--- Start PROVIDED TEXT ---

Oil and gas revenues for the quarter ended June 30, 2010 were $873,188 compared with $618,071 for the three months ended June 30, 2009, an increase of approximately 41%.

During the three months ended June 30, 2010, we incurred drilling and completion costs of approximately $235,000.

On June 30, 2010, we had $215,000 in cash and total assets of $20.9 million. Debt consisted of accounts and notes payables to non-related parties of $11 million, all of which is classified as current. We also had accounts and notes payables to related parties of $3.6 million.

During the quarter, we did not draw on the Union Bank credit facility secured by our assets. The material terms of the credit facility were reported on our Form 8-K filed on November 4, 2008. We are currently in default under the terms of the credit facility.

We continue to consider various other financing options which may or may not be implemented during this fiscal year.

Cash Flow
Our principal sources of cash are operating cash flow, the sale of a portion of the working interest in our drilling projects, the credit facility and other financing options, including debt and equity, which may be available to us from time to time. Our operating cash flow is highly dependent on oil and gas prices.

--- End PROVIDED TEXT ---

▸ **WORK REQUIRED**: Turn the paragraph of the quarterly report excerpt that starts "On June 30, 2010, we had" into a short bulleted list that keeps its figures.

--- Start EXTRACTED INFORMATION ---

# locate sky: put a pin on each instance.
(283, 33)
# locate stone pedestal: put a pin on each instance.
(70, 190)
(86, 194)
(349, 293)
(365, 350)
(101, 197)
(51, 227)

--- End EXTRACTED INFORMATION ---

▸ **ANSWER FOR THIS EXERCISE**:
- Cash on June 30, 2010: $215,000
- Total assets: $20.9 million
- Debt: $11 million in accounts and notes payable to non-related parties, all classified as current
- Accounts and notes payable to related parties: $3.6 million